Given problem 1:
Edit the write-up on C++17 overload wrapping, starting at "auto dst = fn(/*" and ending at "as the plusifier::FunctionWrapper.", and give that stretch back with "lambda" swapped for "closure".

-- start Document segment --

Automate your C library type-based overload resolutions with C++17

Every time I work with a C library, I miss the power and capability of the type system C++ provides. That’s why I developed a simple C++17 header-only helper library to pack the multiple type-dependent C-style functions into single overload deduced at compile-time. No external libraries are required. Repo link: https://github.com/MKlimenko/plusifier. Currently, it’s just the header and a compile-time test file, CMake integration coming soon.

UPD: Some of the comments (somewhy I can’t see them now) suggested this lightning talk by Niel Waldren. It is indeed a slightly less bulky solution, but, in my opinion, it won’t trigger a warning with a type conversion mismatch (std::size_t vs plain int) and, due to the usage of std::function, it’s heavier to compile. On my local machine results with the clang-10 via WSL2 it took twice as long to compile: 359 vs 183 ms.

Motivation

Many programming languages can call libraries with the pure C interface. Libraries themselves may be written in various languages, however, it is a de-facto standard for them to have a C interface.

Due to the lack of function overloading in pure C, library maintainers are required to explicitly specify all of the available types for the function. For example, I’d like to list one of my favourite libraries out there, the Intel Integrated Performance Primitives, IPP:

IppStatus   ippsMulC_16s_I(Ipp16s val, Ipp16s* pSrcDst, int len);
IppStatus   ippsMulC_32f_I(Ipp32f val, Ipp32f* pSrcDst, int len);
IppStatus   ippsMulC_64f_I(Ipp64f val, Ipp64f* pSrcDst, int len);
IppStatus   ippsMulC_32fc_I(Ipp32fc val, Ipp32fc* pSrcDst, int len);
IppStatus   ippsMulC_64fc_I(Ipp64fc val, Ipp64fc* pSrcDst, int len);
// ... and so on

If you’re a C++ developer like myself, you may find this mildly irritating to look up and change the function every single time you decide to change the type. And it works poorly with generic (templated) code as well.

Usage and examples

Wrapper object is created in the constructor and then the correct overload is selected in the operator() call:

auto fn = plusifier::FunctionWrapper(/*function overloads*/);

auto dst = fn(/* function arguments... */);

Pointer wrapper object is used similarally:

auto ptr = plusifier::PointerWrapper<PointerType, DeleterFunction>(allocator_function, /* allocator function arguments... */);

Where allocator_function may be both the callable (function pointer, lambda, std::function) as well as the plusifier::FunctionWrapper.

Function overloading

For a more simplified example, suppose we have three functions with a slightly different signature:

int square_s8(const std::int8_t* val, int sz) {
    return 1;
}
int square_s32(const std::int32_t* val, int sz) {
    return 4;
}
int square_fp32(const float* val) {
    return 8;
}

With this library, they may be packed into single object:

auto square = plusifier::FunctionWrapper(square_s8, square_s32, square_fp32);

auto dst_ch = square(arr_ch.data(), 0);     // <-- calls square_s8
auto dst_int = square(arr_int.data(), 0);   // <-- calls square_s32
auto dst_fp32 = square(arr_fp32.data());    // <-- calls square_fp32

It will check if the passed arguments are viable to be used as the arguments for the functions at the compile-time and select the most appropriate overload.

-- end Document segment --
-- start Data for processing --

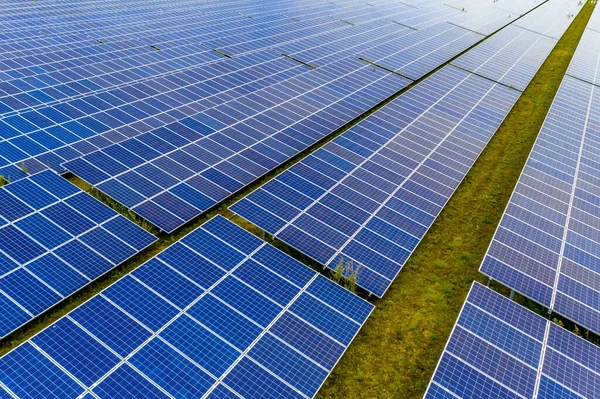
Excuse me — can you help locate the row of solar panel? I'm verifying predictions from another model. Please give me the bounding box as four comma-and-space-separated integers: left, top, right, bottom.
0, 0, 502, 344
481, 4, 600, 340
0, 171, 156, 338
231, 0, 580, 296
567, 16, 600, 86
58, 10, 506, 231
3, 0, 420, 164
0, 216, 373, 399
425, 283, 600, 399
231, 67, 519, 296
1, 0, 524, 187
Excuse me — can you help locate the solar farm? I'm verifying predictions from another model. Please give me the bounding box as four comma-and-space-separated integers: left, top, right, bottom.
0, 0, 600, 399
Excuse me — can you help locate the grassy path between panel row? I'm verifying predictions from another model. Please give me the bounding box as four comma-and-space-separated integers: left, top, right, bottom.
317, 2, 593, 399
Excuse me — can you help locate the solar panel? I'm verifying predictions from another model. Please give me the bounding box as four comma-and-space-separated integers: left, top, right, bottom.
452, 24, 557, 91
515, 0, 584, 40
444, 0, 539, 16
359, 22, 483, 80
0, 171, 156, 337
448, 6, 519, 36
425, 282, 600, 399
65, 57, 409, 232
0, 2, 422, 180
567, 27, 600, 86
58, 0, 536, 232
230, 66, 519, 296
0, 216, 373, 398
481, 68, 600, 332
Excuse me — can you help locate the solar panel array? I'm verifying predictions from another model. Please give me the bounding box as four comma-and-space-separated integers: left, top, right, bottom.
0, 0, 533, 232
567, 17, 600, 86
0, 171, 156, 338
231, 0, 572, 296
481, 6, 600, 333
452, 24, 557, 91
515, 0, 584, 40
0, 216, 373, 398
452, 0, 582, 91
65, 57, 409, 232
230, 67, 519, 296
0, 2, 420, 176
425, 283, 600, 399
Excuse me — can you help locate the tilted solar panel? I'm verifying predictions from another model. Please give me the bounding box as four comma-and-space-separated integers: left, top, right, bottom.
0, 216, 373, 398
358, 22, 484, 80
481, 72, 600, 338
515, 0, 584, 40
425, 282, 600, 399
567, 27, 600, 86
65, 57, 409, 232
0, 171, 156, 337
452, 23, 557, 91
231, 66, 520, 296
0, 2, 418, 180
448, 2, 519, 36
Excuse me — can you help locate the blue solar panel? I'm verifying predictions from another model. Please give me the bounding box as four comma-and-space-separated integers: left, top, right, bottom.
16, 1, 536, 232
0, 216, 373, 398
231, 67, 519, 296
425, 283, 600, 399
567, 25, 600, 85
0, 171, 156, 337
514, 0, 584, 40
359, 22, 484, 80
65, 53, 408, 232
481, 50, 600, 338
448, 2, 516, 36
452, 25, 572, 91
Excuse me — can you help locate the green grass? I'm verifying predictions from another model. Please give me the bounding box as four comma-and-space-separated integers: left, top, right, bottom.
317, 3, 593, 399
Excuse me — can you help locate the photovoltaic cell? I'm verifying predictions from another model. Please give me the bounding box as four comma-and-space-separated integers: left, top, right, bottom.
567, 24, 600, 86
452, 25, 557, 91
0, 170, 156, 337
231, 67, 519, 296
481, 59, 600, 332
425, 282, 600, 399
514, 0, 583, 40
0, 216, 373, 398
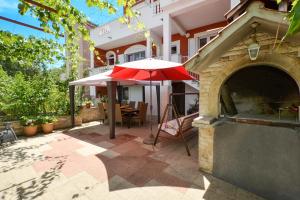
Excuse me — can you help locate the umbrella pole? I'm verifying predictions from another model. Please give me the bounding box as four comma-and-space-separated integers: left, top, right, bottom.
143, 71, 155, 145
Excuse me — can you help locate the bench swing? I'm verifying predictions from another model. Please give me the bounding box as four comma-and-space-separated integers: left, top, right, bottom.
154, 93, 199, 156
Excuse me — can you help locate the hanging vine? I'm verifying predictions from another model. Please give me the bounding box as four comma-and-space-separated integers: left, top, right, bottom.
18, 0, 144, 77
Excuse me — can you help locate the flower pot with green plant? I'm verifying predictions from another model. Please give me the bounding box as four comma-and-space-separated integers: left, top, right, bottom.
21, 116, 38, 136
38, 116, 57, 134
84, 100, 92, 108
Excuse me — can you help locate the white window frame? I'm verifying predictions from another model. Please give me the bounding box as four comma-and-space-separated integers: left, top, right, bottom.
106, 51, 117, 66
170, 40, 180, 55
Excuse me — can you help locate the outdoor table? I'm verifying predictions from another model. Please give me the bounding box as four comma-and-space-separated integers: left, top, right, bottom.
121, 107, 138, 128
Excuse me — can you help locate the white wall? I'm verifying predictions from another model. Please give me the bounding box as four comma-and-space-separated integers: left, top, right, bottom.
185, 84, 199, 115
128, 86, 143, 106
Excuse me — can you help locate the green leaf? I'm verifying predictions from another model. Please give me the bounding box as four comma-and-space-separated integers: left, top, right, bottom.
287, 0, 300, 36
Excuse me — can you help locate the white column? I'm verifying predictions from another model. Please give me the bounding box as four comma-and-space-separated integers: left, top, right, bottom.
146, 31, 152, 58
90, 51, 96, 97
160, 13, 172, 121
163, 13, 171, 61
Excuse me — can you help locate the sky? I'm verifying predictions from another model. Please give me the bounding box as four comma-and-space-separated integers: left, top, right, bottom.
0, 0, 123, 68
0, 0, 123, 43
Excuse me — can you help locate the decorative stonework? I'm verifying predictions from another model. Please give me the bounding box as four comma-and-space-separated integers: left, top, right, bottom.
194, 33, 300, 173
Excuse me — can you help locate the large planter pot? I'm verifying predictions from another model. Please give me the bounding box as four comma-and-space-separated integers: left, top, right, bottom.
23, 125, 37, 136
42, 123, 54, 134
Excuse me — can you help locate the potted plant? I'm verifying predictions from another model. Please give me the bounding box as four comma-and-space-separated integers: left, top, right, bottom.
21, 116, 37, 136
84, 100, 92, 108
38, 116, 56, 134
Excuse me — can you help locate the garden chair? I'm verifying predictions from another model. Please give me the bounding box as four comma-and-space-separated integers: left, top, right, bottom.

-- end Data for processing --

Given problem 2:
Repeat the rows word for word, starting at the line that contains "Excuse me — can you help locate the solar panel?" and ending at the line that contains "481, 68, 600, 332", with both of those lines included.

Written answer 1:
auto dst = fn(/* function arguments... */);

Pointer wrapper object is used similarally:

auto ptr = plusifier::PointerWrapper<PointerType, DeleterFunction>(allocator_function, /* allocator function arguments... */);

Where allocator_function may be both the callable (function pointer, closure, std::function) as well as the plusifier::FunctionWrapper.

Written answer 2:
Excuse me — can you help locate the solar panel? I'm verifying predictions from another model. Please give me the bounding box as four comma-and-space-separated integers: left, top, right, bottom.
452, 24, 557, 91
515, 0, 584, 40
444, 0, 539, 16
359, 22, 483, 80
0, 171, 156, 337
448, 6, 519, 36
425, 282, 600, 399
65, 57, 409, 232
0, 2, 422, 180
567, 27, 600, 86
58, 0, 536, 232
230, 66, 519, 296
0, 216, 373, 398
481, 68, 600, 332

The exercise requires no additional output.